▶ _To be done_: Copy out every line in the data below that includes the word "blue".

— Start Records supplied —

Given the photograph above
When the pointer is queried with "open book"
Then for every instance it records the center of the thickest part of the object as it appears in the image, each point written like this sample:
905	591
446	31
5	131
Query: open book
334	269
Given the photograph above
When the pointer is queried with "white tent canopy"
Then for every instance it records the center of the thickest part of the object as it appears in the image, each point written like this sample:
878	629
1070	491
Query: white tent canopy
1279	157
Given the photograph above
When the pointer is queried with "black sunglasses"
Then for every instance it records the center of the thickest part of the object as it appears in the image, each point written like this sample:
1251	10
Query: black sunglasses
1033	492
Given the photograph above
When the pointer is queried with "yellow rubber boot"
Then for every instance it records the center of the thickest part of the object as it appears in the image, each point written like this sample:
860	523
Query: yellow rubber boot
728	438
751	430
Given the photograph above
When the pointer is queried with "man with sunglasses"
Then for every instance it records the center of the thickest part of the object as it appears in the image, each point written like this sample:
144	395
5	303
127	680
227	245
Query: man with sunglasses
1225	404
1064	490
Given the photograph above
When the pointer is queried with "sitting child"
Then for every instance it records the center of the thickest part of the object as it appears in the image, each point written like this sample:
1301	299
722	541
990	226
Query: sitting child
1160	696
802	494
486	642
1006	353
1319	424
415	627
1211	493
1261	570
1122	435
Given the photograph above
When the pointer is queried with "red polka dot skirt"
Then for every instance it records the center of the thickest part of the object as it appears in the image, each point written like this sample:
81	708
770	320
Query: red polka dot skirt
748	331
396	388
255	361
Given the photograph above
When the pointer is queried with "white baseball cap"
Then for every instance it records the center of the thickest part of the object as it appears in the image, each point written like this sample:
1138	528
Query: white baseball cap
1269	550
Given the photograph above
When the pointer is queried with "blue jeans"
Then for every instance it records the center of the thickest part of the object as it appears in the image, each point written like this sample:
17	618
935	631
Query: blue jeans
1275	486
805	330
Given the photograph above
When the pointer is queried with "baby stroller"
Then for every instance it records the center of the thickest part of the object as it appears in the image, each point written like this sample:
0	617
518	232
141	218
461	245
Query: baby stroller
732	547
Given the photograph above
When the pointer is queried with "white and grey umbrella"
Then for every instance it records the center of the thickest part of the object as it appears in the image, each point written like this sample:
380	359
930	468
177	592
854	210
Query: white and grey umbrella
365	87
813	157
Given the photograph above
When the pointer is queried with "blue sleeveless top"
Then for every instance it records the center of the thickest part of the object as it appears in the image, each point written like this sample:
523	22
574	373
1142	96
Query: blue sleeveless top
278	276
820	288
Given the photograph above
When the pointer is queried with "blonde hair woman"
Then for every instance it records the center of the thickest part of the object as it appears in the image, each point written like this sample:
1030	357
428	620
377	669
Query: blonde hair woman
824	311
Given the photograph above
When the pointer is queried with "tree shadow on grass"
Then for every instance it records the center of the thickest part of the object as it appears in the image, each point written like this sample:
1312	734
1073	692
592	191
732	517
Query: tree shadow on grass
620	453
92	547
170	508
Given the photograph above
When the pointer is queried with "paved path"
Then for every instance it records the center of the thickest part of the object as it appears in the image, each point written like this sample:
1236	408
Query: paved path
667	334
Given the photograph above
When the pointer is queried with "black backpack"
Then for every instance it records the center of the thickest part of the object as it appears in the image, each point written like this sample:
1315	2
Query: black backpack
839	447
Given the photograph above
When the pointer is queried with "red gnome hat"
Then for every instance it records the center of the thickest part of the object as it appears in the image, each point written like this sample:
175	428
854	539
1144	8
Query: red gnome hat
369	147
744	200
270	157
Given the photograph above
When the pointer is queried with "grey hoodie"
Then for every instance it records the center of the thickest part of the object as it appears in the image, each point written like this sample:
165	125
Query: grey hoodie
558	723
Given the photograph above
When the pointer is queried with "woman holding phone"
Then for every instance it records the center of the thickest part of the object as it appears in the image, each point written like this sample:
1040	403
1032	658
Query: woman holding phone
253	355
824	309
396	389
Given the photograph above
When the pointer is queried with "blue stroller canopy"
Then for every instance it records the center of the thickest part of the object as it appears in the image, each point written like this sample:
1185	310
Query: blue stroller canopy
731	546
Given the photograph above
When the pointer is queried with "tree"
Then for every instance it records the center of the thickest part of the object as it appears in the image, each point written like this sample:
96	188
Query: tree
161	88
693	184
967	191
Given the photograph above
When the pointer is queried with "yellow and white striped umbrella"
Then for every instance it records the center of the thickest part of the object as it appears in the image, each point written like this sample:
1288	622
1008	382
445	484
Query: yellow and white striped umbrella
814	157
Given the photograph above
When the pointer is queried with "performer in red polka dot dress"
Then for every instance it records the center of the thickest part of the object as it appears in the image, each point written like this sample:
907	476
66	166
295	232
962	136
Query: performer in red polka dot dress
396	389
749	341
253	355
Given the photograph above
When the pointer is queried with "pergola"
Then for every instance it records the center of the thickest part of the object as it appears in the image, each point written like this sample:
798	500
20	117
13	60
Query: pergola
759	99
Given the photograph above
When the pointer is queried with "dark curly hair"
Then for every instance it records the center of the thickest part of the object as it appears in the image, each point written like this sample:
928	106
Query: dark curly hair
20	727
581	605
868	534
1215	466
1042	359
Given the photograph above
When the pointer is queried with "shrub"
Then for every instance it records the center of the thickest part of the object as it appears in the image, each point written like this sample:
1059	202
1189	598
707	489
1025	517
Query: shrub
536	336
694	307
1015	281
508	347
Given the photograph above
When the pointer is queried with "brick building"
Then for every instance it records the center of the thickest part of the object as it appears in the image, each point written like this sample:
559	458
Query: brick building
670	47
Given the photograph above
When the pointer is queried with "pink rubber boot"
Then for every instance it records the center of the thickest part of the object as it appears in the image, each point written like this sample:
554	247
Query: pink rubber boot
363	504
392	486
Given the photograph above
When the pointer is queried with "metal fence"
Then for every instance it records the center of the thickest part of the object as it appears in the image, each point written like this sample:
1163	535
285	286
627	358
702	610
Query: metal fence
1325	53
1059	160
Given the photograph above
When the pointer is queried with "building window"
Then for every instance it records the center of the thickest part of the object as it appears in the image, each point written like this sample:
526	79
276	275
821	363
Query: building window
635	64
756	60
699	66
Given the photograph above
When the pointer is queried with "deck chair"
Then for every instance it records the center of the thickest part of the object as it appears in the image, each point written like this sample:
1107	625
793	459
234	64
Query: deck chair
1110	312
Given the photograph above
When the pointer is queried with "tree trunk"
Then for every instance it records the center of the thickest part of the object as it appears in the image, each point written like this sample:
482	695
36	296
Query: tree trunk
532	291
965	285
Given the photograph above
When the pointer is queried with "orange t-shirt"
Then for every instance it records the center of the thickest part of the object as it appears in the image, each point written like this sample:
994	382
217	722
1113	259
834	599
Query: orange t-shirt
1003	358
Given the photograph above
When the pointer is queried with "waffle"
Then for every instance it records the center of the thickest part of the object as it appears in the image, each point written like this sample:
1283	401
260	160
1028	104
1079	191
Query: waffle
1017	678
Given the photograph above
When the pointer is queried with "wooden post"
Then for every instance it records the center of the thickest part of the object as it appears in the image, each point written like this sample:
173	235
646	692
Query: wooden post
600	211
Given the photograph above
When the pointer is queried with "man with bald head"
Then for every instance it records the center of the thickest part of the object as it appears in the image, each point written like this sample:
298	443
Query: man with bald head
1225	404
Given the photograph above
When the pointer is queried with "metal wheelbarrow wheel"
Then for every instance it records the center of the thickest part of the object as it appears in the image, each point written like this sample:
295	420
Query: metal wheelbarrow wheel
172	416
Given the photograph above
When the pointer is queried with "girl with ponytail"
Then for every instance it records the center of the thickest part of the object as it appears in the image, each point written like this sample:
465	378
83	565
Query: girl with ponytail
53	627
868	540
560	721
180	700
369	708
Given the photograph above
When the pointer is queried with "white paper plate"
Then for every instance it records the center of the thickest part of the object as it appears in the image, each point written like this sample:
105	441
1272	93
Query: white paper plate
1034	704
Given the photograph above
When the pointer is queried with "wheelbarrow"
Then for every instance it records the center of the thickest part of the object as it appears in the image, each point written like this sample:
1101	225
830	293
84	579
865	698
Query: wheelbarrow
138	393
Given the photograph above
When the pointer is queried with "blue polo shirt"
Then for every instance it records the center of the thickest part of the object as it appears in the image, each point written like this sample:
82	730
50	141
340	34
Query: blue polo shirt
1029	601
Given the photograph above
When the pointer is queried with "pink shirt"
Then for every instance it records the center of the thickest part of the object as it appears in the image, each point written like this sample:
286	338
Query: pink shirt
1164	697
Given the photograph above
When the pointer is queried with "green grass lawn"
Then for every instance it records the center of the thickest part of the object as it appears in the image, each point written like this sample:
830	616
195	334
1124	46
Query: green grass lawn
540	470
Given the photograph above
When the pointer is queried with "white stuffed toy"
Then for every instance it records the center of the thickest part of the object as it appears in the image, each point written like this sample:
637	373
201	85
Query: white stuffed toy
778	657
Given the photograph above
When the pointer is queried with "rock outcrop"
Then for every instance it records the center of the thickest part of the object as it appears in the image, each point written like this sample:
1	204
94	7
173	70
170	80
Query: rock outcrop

— End Records supplied —

▶ _Result_:
When the pointer is queried with "blue jeans"
Query: blue jeans
When the pointer is queried with "blue sleeveless top"
Query: blue sleeveless top
When the pointer is queried with "blue stroller canopy"
Query: blue stroller canopy
When the pointer is queried with "blue polo shirt"
Query: blue polo shirt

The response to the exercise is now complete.